┌─ INPUT RECORDS

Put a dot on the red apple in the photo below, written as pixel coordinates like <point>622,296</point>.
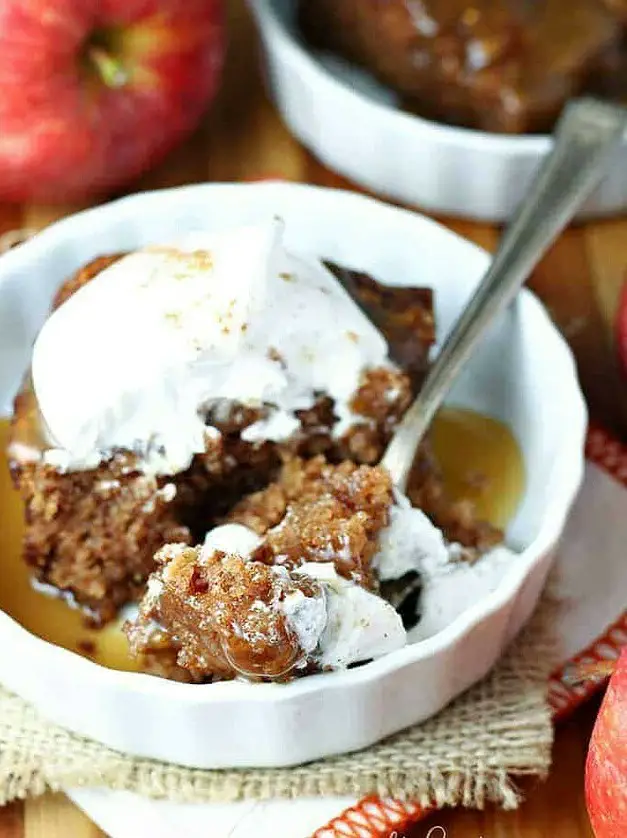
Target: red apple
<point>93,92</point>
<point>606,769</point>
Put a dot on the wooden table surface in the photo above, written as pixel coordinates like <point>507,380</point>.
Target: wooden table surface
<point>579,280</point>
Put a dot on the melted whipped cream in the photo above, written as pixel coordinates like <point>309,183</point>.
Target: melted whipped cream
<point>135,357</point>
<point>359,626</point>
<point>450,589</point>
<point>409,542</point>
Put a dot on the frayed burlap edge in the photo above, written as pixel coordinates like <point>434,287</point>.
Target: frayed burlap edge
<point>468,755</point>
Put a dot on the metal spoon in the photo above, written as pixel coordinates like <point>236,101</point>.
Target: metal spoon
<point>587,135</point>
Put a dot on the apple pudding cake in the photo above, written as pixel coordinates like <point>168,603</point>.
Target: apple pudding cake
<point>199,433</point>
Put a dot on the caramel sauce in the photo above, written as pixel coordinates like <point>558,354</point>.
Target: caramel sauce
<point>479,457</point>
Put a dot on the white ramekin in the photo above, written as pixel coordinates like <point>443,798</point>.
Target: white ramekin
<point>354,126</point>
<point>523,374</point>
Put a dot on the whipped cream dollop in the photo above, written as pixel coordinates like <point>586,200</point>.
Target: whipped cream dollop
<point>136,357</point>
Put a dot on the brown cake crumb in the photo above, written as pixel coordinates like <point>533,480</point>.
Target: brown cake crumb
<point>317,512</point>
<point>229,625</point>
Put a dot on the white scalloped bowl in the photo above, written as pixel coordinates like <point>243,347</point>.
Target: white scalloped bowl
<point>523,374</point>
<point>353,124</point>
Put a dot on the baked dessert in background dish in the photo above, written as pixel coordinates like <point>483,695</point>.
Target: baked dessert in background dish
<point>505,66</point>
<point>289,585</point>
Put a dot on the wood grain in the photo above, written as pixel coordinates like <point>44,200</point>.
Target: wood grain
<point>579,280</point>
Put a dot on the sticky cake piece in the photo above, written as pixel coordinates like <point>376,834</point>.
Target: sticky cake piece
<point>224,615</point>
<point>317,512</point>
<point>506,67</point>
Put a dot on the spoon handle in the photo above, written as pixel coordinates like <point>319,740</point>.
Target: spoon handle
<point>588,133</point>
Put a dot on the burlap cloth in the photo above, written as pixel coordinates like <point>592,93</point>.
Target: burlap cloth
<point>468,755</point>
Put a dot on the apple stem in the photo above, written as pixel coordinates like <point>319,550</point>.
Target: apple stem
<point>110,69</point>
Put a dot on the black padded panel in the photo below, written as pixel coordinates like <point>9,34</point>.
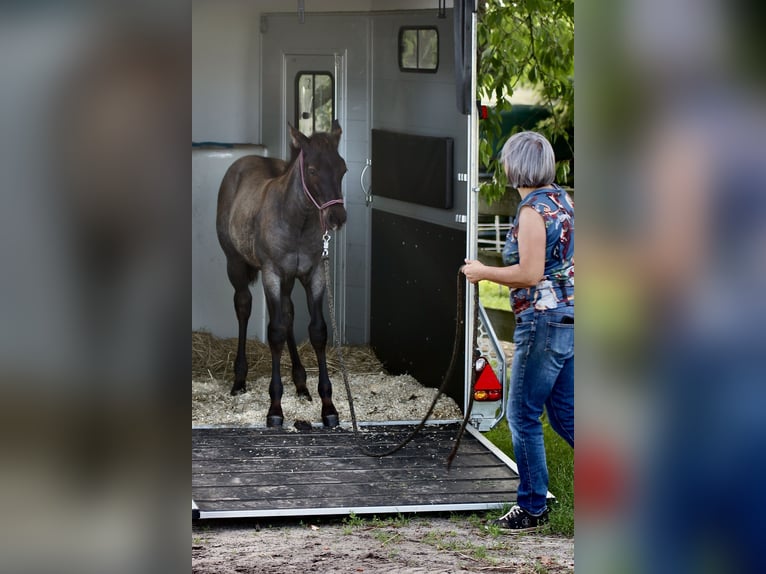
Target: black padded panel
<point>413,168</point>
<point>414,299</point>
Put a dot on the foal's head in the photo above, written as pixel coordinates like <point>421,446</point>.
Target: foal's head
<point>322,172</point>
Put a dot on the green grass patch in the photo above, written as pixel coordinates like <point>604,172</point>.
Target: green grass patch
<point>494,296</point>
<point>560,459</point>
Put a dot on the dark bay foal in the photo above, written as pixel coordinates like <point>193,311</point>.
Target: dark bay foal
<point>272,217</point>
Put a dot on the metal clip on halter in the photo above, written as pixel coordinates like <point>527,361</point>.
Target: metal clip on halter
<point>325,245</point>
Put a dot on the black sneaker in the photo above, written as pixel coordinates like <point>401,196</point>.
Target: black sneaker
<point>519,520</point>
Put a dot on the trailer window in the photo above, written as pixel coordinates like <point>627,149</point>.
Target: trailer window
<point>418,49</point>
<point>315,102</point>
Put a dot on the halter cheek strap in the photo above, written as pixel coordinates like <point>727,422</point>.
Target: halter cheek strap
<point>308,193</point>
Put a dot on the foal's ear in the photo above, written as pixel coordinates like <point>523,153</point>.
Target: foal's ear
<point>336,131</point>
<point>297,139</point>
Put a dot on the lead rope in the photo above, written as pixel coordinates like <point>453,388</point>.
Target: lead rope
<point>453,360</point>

└─
┌─ INPUT RECORDS

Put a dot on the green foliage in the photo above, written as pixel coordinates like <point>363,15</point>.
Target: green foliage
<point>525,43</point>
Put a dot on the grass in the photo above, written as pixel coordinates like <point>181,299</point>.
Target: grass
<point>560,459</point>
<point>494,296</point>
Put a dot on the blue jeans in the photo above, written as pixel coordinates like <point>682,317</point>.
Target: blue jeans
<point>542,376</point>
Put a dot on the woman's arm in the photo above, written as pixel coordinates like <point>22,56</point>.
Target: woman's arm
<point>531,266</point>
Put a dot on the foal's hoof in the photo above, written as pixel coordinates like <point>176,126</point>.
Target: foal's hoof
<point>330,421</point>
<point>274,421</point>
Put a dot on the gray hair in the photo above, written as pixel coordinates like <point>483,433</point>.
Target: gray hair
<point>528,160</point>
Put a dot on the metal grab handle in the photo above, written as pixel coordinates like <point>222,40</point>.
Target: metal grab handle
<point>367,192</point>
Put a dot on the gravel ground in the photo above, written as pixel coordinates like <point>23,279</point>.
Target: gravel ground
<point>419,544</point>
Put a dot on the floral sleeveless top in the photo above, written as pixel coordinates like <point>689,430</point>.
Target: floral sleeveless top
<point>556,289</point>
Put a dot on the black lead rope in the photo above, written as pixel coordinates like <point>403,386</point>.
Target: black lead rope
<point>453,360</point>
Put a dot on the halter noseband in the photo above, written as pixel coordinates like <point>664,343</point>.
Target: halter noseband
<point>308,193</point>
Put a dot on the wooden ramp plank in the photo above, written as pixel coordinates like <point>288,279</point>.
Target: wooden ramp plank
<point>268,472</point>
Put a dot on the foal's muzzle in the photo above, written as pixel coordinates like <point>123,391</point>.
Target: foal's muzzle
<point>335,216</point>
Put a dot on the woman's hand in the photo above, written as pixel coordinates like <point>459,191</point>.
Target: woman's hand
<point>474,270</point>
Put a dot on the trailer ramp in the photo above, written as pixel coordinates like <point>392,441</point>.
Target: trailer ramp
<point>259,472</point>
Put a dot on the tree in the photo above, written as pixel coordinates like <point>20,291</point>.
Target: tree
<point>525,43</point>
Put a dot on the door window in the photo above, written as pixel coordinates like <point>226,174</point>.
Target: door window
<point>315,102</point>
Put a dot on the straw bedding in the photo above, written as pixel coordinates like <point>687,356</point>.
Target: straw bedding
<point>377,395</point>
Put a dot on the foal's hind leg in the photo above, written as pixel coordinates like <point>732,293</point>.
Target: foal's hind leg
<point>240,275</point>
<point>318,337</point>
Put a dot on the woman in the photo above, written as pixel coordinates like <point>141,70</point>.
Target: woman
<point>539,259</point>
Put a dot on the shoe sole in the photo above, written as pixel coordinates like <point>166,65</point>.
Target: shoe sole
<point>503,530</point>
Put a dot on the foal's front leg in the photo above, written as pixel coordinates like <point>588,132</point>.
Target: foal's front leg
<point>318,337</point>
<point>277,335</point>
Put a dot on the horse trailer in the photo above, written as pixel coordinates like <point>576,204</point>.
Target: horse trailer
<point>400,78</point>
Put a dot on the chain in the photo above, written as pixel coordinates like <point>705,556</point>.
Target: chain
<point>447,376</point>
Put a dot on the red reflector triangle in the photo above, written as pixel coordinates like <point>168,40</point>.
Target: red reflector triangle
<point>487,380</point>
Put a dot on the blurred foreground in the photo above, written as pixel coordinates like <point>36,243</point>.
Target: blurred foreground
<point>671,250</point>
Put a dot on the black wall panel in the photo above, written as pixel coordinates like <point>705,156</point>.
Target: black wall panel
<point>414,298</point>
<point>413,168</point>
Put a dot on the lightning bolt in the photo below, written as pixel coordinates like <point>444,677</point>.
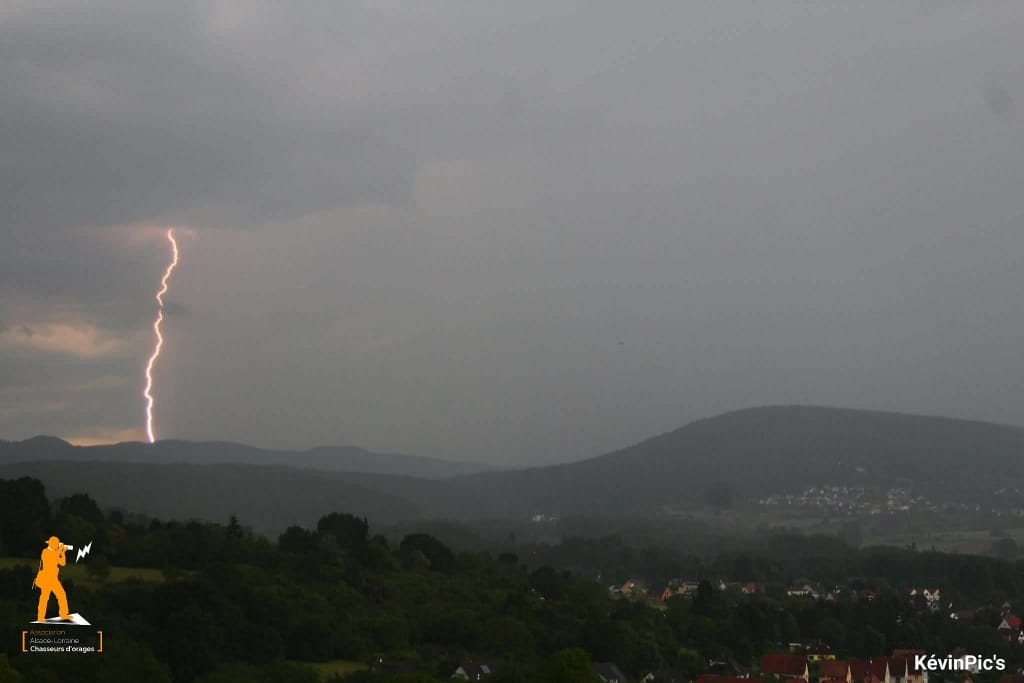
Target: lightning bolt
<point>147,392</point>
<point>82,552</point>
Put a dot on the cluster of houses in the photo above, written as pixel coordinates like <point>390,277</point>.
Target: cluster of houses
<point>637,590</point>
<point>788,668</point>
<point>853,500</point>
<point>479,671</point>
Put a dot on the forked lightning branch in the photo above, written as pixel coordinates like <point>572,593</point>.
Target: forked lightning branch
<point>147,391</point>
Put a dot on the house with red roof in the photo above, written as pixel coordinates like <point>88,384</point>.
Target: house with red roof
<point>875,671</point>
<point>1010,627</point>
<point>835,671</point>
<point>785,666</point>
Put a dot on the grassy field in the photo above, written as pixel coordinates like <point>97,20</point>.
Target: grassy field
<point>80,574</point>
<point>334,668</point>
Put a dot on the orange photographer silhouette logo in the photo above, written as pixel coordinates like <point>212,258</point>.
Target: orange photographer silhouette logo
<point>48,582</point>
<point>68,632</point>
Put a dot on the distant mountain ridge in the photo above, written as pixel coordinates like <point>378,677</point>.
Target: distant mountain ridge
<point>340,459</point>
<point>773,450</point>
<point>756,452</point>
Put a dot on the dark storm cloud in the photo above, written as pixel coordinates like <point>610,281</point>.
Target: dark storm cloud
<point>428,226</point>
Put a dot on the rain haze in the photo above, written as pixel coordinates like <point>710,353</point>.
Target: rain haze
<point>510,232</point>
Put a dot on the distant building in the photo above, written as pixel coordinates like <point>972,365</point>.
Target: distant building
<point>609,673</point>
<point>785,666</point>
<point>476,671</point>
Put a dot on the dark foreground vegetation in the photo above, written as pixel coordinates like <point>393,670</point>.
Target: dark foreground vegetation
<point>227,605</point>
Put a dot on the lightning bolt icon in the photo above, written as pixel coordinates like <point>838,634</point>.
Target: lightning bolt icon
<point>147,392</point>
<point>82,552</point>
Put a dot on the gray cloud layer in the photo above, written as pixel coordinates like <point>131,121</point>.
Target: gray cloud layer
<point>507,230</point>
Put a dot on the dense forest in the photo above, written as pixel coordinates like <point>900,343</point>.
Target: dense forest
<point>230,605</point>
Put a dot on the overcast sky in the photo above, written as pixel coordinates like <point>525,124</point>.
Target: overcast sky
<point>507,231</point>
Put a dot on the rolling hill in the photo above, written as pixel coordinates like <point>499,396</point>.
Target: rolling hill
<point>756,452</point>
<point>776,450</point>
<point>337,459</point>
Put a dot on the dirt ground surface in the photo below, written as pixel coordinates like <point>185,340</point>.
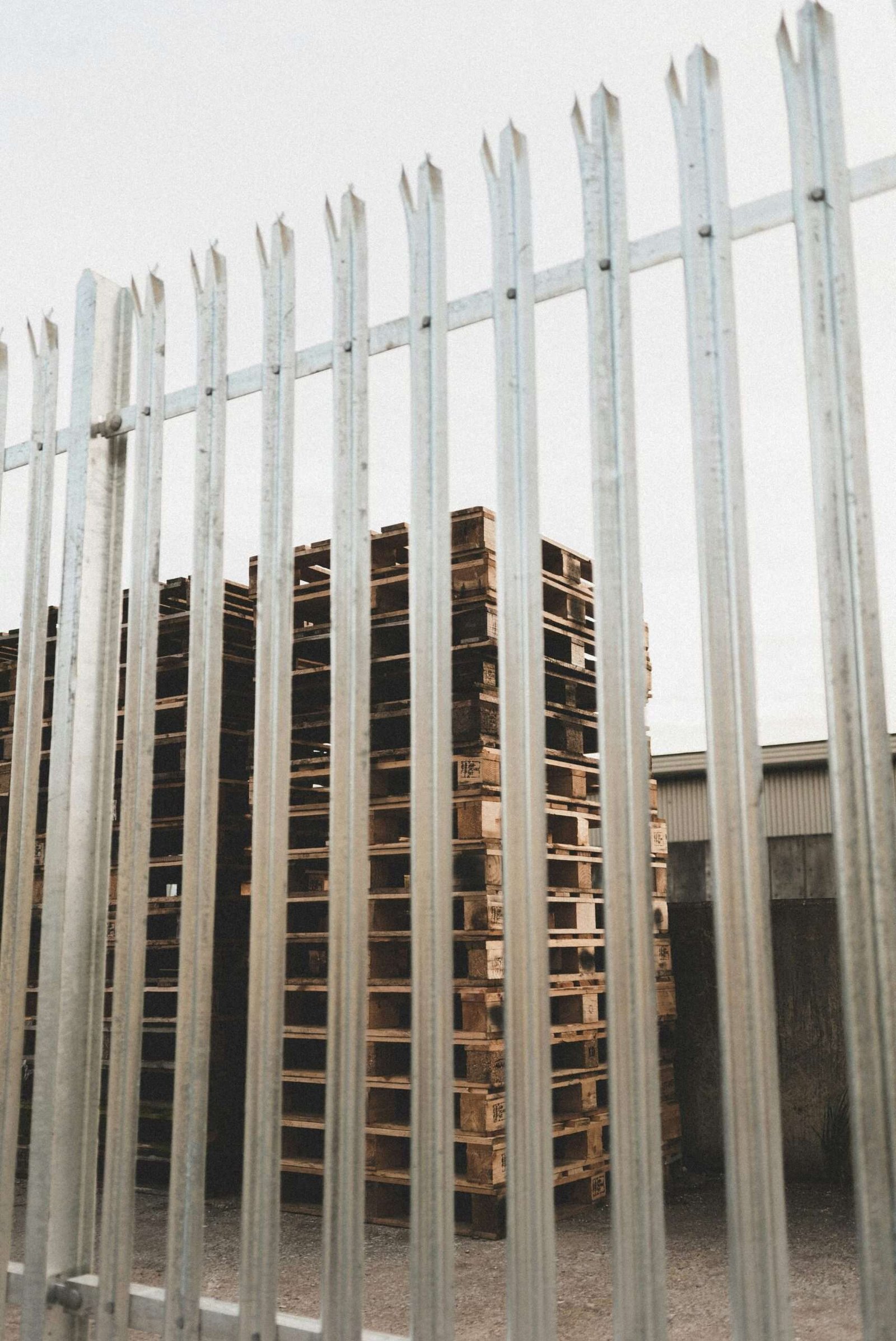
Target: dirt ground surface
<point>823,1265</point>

└─
┌─ INPUT RECORDS

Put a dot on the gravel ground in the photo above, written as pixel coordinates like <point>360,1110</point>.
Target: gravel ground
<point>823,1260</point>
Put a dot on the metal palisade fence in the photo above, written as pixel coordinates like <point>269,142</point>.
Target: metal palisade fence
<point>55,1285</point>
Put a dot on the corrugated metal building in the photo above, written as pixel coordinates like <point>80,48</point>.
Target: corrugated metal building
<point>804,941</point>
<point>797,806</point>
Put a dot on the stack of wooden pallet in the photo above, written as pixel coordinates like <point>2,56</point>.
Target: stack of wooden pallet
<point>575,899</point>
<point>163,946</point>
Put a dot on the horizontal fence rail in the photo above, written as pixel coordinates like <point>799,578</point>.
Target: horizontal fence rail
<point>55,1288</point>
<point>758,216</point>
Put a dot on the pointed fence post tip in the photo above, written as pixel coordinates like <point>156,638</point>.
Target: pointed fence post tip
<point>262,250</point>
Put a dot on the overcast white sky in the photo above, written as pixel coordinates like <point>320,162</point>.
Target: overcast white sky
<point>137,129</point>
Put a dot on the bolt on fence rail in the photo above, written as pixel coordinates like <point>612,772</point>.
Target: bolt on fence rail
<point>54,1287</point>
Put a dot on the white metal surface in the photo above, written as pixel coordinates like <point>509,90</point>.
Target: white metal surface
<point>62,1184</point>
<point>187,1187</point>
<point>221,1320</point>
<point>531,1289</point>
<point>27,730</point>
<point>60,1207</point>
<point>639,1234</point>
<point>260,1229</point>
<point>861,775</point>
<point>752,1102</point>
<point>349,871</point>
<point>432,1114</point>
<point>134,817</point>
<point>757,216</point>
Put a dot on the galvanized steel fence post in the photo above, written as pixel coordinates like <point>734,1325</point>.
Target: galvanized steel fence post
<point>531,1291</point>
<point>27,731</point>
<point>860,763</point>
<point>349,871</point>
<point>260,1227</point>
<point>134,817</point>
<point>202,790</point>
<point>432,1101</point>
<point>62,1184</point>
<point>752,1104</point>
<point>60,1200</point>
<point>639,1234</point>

└─

WORK TO COMPLETE: Format the lines above as a numbered list, starting with the line that contains "Put a dot on the red apple" and going on through the line that contains "<point>409,542</point>". Leave out blank lines and pictures.

RESPONSE FOR THIS EXERCISE:
1. Put a dot on the red apple in the photo below, written as pixel coordinates like <point>622,296</point>.
2. Target: red apple
3. <point>93,92</point>
4. <point>606,769</point>
5. Put a dot on the wooden table surface in the photo above, written as pixel coordinates like <point>507,380</point>.
6. Target: wooden table surface
7. <point>579,280</point>
8. Put a dot on the melted whipped cream in the photo above, written as pixel coordinates like <point>309,183</point>.
9. Target: melted whipped cream
10. <point>135,357</point>
11. <point>359,626</point>
12. <point>450,589</point>
13. <point>409,542</point>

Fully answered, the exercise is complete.